(Extracted listing)
<<<<
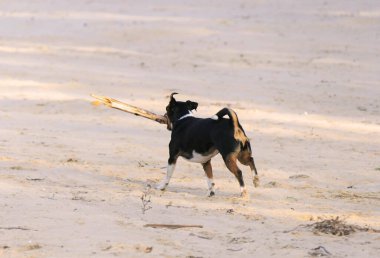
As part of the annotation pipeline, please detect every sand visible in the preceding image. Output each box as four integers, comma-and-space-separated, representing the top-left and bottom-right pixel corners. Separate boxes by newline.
0, 0, 380, 257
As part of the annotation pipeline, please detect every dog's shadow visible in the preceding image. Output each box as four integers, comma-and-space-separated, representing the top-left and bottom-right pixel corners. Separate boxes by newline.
122, 178, 240, 200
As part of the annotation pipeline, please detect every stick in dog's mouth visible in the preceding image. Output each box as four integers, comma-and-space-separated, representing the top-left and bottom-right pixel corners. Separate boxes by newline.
91, 94, 168, 125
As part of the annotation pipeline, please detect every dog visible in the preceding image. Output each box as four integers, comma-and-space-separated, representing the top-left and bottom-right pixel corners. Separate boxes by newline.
156, 92, 259, 197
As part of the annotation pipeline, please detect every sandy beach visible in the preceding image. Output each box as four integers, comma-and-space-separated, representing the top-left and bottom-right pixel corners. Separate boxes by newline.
0, 0, 380, 258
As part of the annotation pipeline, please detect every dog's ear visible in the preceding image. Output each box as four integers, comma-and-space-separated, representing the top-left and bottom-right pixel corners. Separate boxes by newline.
186, 100, 198, 110
170, 92, 178, 102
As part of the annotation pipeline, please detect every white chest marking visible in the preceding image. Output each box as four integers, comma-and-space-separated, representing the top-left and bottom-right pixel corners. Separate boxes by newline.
187, 150, 219, 163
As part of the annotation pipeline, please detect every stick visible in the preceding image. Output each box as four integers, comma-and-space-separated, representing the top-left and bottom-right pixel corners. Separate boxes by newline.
91, 94, 167, 124
144, 224, 203, 229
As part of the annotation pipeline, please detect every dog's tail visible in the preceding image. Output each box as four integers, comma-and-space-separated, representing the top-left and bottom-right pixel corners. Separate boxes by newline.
211, 108, 249, 146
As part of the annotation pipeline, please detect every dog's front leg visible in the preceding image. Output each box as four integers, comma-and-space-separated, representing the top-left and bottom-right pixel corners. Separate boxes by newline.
202, 160, 215, 197
156, 155, 177, 191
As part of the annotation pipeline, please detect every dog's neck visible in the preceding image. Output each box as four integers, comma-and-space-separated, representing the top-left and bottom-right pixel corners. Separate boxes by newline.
177, 111, 194, 121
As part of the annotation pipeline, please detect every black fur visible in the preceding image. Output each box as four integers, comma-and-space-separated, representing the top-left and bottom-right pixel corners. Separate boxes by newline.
160, 93, 257, 196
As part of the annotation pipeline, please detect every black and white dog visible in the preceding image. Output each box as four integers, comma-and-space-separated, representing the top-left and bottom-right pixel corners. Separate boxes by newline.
157, 93, 258, 196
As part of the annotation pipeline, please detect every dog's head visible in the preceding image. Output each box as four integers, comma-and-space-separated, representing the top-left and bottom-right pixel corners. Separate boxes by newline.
165, 92, 198, 130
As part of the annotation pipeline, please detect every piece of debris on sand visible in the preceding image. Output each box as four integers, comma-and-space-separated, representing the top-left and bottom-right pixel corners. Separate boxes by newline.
307, 216, 380, 236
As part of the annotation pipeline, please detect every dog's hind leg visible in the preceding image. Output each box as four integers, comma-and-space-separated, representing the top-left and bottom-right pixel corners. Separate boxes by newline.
238, 150, 259, 187
202, 160, 215, 197
223, 153, 248, 197
156, 157, 178, 191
>>>>
What the exercise asks: Reproduce the entire listing above line for line with no changes, leaving out the pictures.

Answer for the task:
As part of the annotation pipeline, please detect every sand visible in the preceding image. Output each box as four integers, comma-and-space-separated, representing the top-left and bottom-right pixel corners. Separate boxes by newline.
0, 0, 380, 257
As part of the annotation pipeline, please detect every dog's shadow visible in the preceding image. Output each box as four integers, comma-and-space-separated, representing the top-left and bottom-right pixel corners. Separate boxes by newline.
122, 178, 240, 200
As part of the annotation pipeline, please detect every stick in dog's mouth visible in the preceding image. Output each box as four integers, comma-and-space-separated, representing the top-left and bottom-right pixel corners. Separate boxes by newline.
91, 94, 168, 125
As part of the annotation pipeline, please detect every dog visible in the preceding image. Output each box as four integers, comma-and-space-separated, representing the top-left and bottom-right pixel corners. Separate boxes by newline.
156, 92, 259, 197
As part of the annotation pipeline, please detect every sandy beach visible in the preceding image. Output each box as four integers, comma-and-space-separated, representing the top-left and bottom-right pixel corners. Separate boxes by newline.
0, 0, 380, 258
As part of the annotation pipeline, please detect every dog's ear visible in the preceding image. Output each box as four integers, comma-and-space-separated, representing the top-left and bottom-right pixel corners. Separate boxes by newline.
186, 100, 198, 110
170, 92, 178, 102
As part of the annotation pipeline, please detect every white chest marking visible in the preceding image. Output each box as four integers, comma-and-space-separated, representing the top-left and bottom-right pixel corners. Separate boxes by newline.
187, 150, 219, 163
As part of the annotation pipeline, please detect every stick visible in the preceding image. Output each box as four integers, comma-and-space-separated, representing the top-left and bottom-right pixel corners. Separate boxes by newline.
91, 94, 167, 124
144, 224, 203, 229
As part of the annotation pipeline, please detect every dog's tail visible in the preceding image. Output each box as four integers, comma-and-space-separated, representing the top-left and bottom-right pixel corners. Separate boxes by newline.
211, 108, 249, 146
As part of the annotation pipeline, please detect every dog's front leg visible in the preceding image. Output each box as four integers, comma-and-space-separated, representing the top-left and bottom-right pixel corners. Separate boxes by newline.
202, 160, 215, 197
156, 155, 177, 191
As part of the annotation pipeline, please detect every dog's neck visible in the preceding image. Output each box as four integers, comma-and-space-separated, representing the top-left and bottom-right pixel corners. Separate boxes by newline.
177, 111, 194, 121
As part of the annotation pipeline, please detect every black fur visible in the preceding image. Output each box as four integers, comma-and-space-separated, representing the top-left and bottom-right pixel corners. Separate boxes by newline.
160, 93, 257, 196
As part of the annotation pipeline, please detect every black and white dog visible in the preceding image. Output each box as four integers, comma-and-space-separated, representing the top-left and bottom-right pixel corners. Separate boxes by newline.
157, 93, 258, 196
As part of the annotation pipeline, please detect every dog's head visible in the preceding image. Output each box as four integers, comma-and-space-separated, representing the top-left and bottom-right pixel corners. Separate boxes by newline.
165, 92, 198, 130
As part of the annotation pipeline, please detect every piece of debris on sand visible in the preceding image. Output each box as four integers, comma-and-space-separated, representing the top-left and bottom-right pixel corners. Separate boxes by newline.
307, 216, 380, 236
As part of the annotation pipeline, please detect every dog's hind leg visible in the preceding image. Output each box as four integers, comma-and-space-separated, representing the top-left and bottom-right pixel corners. Separate boxes by newline.
238, 150, 259, 187
202, 160, 215, 197
223, 153, 248, 197
156, 157, 178, 191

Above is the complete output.